Material for the task
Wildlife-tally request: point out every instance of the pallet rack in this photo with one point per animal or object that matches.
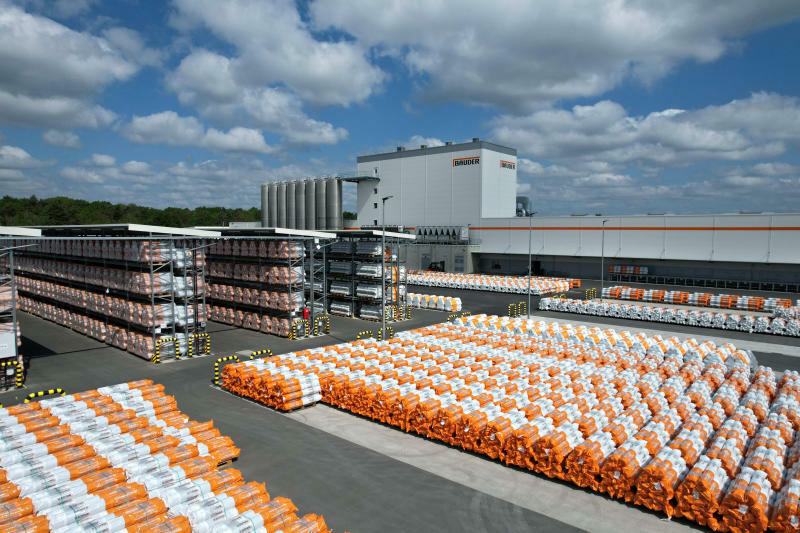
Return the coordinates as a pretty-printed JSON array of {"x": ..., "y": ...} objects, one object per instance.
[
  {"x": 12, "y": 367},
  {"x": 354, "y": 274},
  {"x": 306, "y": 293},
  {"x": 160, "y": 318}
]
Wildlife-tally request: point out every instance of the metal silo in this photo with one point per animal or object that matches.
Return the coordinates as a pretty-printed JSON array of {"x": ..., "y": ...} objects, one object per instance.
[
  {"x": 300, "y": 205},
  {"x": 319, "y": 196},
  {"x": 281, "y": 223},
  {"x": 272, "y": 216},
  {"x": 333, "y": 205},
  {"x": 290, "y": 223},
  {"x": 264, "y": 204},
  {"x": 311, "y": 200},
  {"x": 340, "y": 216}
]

What is asked
Reproduce all of the material above verbatim, omitting any pictures.

Solution to this exercise
Wildlife-tally request: point out every instance of the pallet rack in this photo with one point per animal or object that matches.
Return the coordinates as a pretty-printed JSON array of {"x": ..., "y": ...} objects, one object per instance.
[
  {"x": 12, "y": 367},
  {"x": 354, "y": 274},
  {"x": 306, "y": 293},
  {"x": 160, "y": 318}
]
Wildlife-tally request: point out every instance of the metal silo in this photo with one point per animal or object that matches.
Return the coordinates as a pretty-printed JSON array of {"x": ..., "y": ...} objects, one object per instance.
[
  {"x": 300, "y": 205},
  {"x": 319, "y": 196},
  {"x": 281, "y": 223},
  {"x": 272, "y": 216},
  {"x": 333, "y": 205},
  {"x": 290, "y": 223},
  {"x": 264, "y": 204},
  {"x": 311, "y": 200},
  {"x": 340, "y": 216}
]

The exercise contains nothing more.